**本文抜粋**.
↓
してみると、上記引用例には、上記(a)の摘示事項からみて、
「メタンと重質炭化水素成分とを含有する天然ガスストリームの液化方法であって、
(a)前記天然ガスを加圧下で冷却してその少なくとも一部を凝縮させて凝縮ストリームを形成する;及び
(b)前記凝縮ストリームを膨張させて低圧とし前記液化天然ガスストリームを形成する、前記方法において、
(1)前記天然ガスストリームを一つ以上の冷却段階で処理して部分的に凝縮させる;
(2)この部分的に凝縮させた天然ガスストリームを分離して蒸気ストリームと液体ストリームとを提供する;
(3)前記蒸気ストリームを少なくとも第一のガスストリームと第二のガスストリームとに分割する;
(4)前記第一のガスストリームを前記液体ストリームの少なくとも一部と混合して、混合ストリームを形成する;
(5)前記混合ストリームを冷却して実質的にその全てを凝縮させ、その後膨張させて中間圧力とする;
(6)前記第二のガスストリームを膨張させて前記中間圧力とする;
(7)前記液体ストリームの残余部分を全て膨張させて前記中間圧力とする;
(8)膨張させた実質的に凝縮化混合ストリーム、膨張させたガスの第二のストリームと、前記液体ストリームの残余部分とを蒸留カラム内に方向付け、ここで前記ストリームを、前記メタンの大部分と軽質成分とを含有する揮発性残渣ガス画分と、前記重質炭化水素成分の大部分を含有する比較的揮発性の低い画分とに分離する;及び
(9)前記揮発性残渣ガス画分を加圧下で冷却してその少なくとも一部を凝縮させ、前記凝縮ストリームを形成する
ことを改良点とする上記方法」
↑
**資料**.
↓
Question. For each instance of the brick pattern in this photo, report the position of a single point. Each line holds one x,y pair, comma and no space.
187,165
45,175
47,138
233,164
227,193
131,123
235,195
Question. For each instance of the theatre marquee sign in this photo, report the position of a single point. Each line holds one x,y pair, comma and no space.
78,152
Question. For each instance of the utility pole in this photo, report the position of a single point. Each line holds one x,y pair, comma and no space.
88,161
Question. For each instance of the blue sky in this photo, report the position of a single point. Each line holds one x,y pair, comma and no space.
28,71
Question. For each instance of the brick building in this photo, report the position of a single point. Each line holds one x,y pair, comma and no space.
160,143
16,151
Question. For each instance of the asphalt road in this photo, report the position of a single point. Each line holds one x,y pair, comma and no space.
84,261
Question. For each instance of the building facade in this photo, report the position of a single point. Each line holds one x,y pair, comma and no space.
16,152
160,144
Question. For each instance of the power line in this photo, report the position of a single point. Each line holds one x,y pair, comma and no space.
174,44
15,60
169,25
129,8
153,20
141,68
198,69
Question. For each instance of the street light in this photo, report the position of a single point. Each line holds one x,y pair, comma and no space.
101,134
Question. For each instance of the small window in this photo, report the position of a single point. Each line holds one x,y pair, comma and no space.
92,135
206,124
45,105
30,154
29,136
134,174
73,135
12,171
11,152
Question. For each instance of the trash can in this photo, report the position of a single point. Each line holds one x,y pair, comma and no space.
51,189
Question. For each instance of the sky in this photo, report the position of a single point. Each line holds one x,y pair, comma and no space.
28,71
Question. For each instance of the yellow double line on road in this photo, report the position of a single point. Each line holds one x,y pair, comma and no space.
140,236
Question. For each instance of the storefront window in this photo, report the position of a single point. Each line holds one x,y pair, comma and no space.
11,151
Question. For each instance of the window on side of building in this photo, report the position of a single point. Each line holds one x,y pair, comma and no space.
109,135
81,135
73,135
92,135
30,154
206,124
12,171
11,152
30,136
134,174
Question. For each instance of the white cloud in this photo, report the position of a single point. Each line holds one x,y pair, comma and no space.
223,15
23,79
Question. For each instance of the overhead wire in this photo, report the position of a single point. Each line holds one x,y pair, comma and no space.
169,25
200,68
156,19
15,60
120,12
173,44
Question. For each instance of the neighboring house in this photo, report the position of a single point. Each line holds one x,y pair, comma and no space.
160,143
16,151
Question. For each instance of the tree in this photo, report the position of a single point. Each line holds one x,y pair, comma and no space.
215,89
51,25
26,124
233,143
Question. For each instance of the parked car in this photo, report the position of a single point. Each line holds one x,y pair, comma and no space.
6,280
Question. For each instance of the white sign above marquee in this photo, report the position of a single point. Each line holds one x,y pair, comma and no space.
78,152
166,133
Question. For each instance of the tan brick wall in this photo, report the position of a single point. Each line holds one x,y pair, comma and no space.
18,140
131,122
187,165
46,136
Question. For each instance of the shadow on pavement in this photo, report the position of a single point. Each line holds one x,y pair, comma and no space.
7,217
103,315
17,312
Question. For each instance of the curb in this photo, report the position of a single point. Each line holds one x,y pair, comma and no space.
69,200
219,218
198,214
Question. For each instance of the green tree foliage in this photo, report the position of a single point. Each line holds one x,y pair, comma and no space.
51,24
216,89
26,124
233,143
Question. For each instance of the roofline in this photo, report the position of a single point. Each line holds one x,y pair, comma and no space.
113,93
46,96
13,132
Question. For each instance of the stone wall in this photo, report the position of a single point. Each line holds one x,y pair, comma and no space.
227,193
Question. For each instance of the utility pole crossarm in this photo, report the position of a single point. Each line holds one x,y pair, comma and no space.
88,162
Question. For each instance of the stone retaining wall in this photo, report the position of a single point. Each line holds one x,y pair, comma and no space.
↑
**短い練習 A**.
上の天然ガス液化方法の本文から、「してみると、上記引用例には、上記(a)の摘示事項からみて、」を含む語句で始まり「ことを改良点とする上記方法」」で終わる部分を、そのまま書き写せ。
**短い練習 B**.
上の天然ガス液化方法の本文で、「前記蒸気ストリームを」で始まる工程では、蒸気ストリームを何に分割するか。

**解答全文 A**.
してみると、上記引用例には、上記(a)の摘示事項からみて、
「メタンと重質炭化水素成分とを含有する天然ガスストリームの液化方法であって、
(a)前記天然ガスを加圧下で冷却してその少なくとも一部を凝縮させて凝縮ストリームを形成する;及び
(b)前記凝縮ストリームを膨張させて低圧とし前記液化天然ガスストリームを形成する、前記方法において、
(1)前記天然ガスストリームを一つ以上の冷却段階で処理して部分的に凝縮させる;
(2)この部分的に凝縮させた天然ガスストリームを分離して蒸気ストリームと液体ストリームとを提供する;
(3)前記蒸気ストリームを少なくとも第一のガスストリームと第二のガスストリームとに分割する;
(4)前記第一のガスストリームを前記液体ストリームの少なくとも一部と混合して、混合ストリームを形成する;
(5)前記混合ストリームを冷却して実質的にその全てを凝縮させ、その後膨張させて中間圧力とする;
(6)前記第二のガスストリームを膨張させて前記中間圧力とする;
(7)前記液体ストリームの残余部分を全て膨張させて前記中間圧力とする;
(8)膨張させた実質的に凝縮化混合ストリーム、膨張させたガスの第二のストリームと、前記液体ストリームの残余部分とを蒸留カラム内に方向付け、ここで前記ストリームを、前記メタンの大部分と軽質成分とを含有する揮発性残渣ガス画分と、前記重質炭化水素成分の大部分を含有する比較的揮発性の低い画分とに分離する;及び
(9)前記揮発性残渣ガス画分を加圧下で冷却してその少なくとも一部を凝縮させ、前記凝縮ストリームを形成する
ことを改良点とする上記方法」

**解答全文 B**.
少なくとも第一のガスストリームと第二のガスストリームとに分割する。